## DIRECTIONS FOR THIS TASK
Could you print every record below exactly as it appears?

Dataset rows on where objects appear
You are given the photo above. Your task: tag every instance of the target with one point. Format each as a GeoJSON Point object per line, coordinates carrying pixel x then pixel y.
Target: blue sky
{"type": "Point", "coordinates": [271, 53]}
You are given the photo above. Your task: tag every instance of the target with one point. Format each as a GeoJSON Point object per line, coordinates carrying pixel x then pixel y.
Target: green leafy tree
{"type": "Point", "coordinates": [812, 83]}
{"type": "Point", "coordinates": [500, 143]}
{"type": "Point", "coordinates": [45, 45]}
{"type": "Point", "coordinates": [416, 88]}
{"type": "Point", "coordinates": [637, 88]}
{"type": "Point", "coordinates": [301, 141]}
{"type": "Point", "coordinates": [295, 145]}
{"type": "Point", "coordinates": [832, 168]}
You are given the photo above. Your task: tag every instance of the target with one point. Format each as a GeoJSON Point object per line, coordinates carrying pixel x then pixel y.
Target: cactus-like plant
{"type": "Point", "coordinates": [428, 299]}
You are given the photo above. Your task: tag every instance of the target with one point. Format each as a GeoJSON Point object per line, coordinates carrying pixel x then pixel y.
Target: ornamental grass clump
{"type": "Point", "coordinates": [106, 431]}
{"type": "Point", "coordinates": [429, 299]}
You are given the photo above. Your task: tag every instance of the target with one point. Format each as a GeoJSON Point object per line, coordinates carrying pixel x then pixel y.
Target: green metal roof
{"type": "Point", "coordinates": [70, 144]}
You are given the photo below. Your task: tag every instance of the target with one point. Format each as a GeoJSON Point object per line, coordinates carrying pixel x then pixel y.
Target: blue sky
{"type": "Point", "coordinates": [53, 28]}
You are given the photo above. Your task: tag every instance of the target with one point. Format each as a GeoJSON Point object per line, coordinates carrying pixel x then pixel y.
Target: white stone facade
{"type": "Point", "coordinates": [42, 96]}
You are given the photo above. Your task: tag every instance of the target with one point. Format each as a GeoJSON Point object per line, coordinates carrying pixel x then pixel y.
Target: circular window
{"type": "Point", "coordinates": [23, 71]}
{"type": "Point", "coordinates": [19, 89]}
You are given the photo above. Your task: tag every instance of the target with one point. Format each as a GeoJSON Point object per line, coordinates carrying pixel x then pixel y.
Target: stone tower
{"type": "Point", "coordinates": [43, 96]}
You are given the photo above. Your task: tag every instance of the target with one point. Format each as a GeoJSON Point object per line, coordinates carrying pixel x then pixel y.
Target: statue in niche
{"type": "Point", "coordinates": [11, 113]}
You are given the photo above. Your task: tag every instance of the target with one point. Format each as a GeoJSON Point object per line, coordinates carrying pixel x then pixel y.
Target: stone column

## COMPLETED TASK
You are given the photo above. Your task: tag every instance of the target with one point. Format each as a GeoJSON Point object per line, coordinates carrying pixel x then pixel y.
Target: blue sky
{"type": "Point", "coordinates": [271, 53]}
You are given the photo above. Your task: tag every instance of the target with one point. Format each as a GeoJSON Point object per line, coordinates carrying pixel x then pixel y.
Target: green leafy tree
{"type": "Point", "coordinates": [812, 83]}
{"type": "Point", "coordinates": [500, 143]}
{"type": "Point", "coordinates": [45, 45]}
{"type": "Point", "coordinates": [416, 88]}
{"type": "Point", "coordinates": [637, 88]}
{"type": "Point", "coordinates": [301, 141]}
{"type": "Point", "coordinates": [295, 145]}
{"type": "Point", "coordinates": [832, 168]}
You are given the photo above. Your task: tag every instance of the target with one point. Format each as a GeoJSON Point object per line, coordinates carrying pixel x then pixel y.
Target: cactus-like plant
{"type": "Point", "coordinates": [428, 299]}
You are given the photo above. Your task: tag every instance of the target with one point. Format each as a GeoJSON Point object per line, coordinates carrying pixel x then pixel y.
Target: ornamental grass clump
{"type": "Point", "coordinates": [106, 431]}
{"type": "Point", "coordinates": [429, 299]}
You are given the photo above. Your task: tag every instance of the target with one point. Format each as a GeoJSON Point object per line, coordinates carrying pixel x then pixel y.
Target: green metal roof
{"type": "Point", "coordinates": [70, 144]}
You are given the photo below. Your task: tag every instance of the target with one point. Format each as a GeoJSON Point object per line, coordinates carrying pixel x then pixel y.
Target: blue sky
{"type": "Point", "coordinates": [53, 28]}
You are given the photo above. Your task: tag every instance of the target with one point. Format each as a GeoJSON Point object per line, coordinates carrying pixel x then pixel y.
Target: white stone facade
{"type": "Point", "coordinates": [42, 96]}
You are given the photo above. Your task: tag every instance of the target with one point. Format each as a GeoJSON Point object per line, coordinates carrying pixel x then pixel y.
Target: circular window
{"type": "Point", "coordinates": [23, 71]}
{"type": "Point", "coordinates": [19, 89]}
You are given the photo above. Your task: tag every instance of the target with one point. Format each as a GeoJSON Point object per line, coordinates carrying pixel x then pixel y.
Target: stone tower
{"type": "Point", "coordinates": [43, 96]}
You are given the photo above. Your task: tag every instance of the target with one point. Format each as a GeoJSON Point object per line, coordinates carrying pixel x then pixel y.
Target: statue in niche
{"type": "Point", "coordinates": [11, 113]}
You are given the photo above. Your task: tag every instance of the target with one point. Format each as a GeoJSON Point object per line, coordinates carrying pixel x then pixel y.
Target: stone column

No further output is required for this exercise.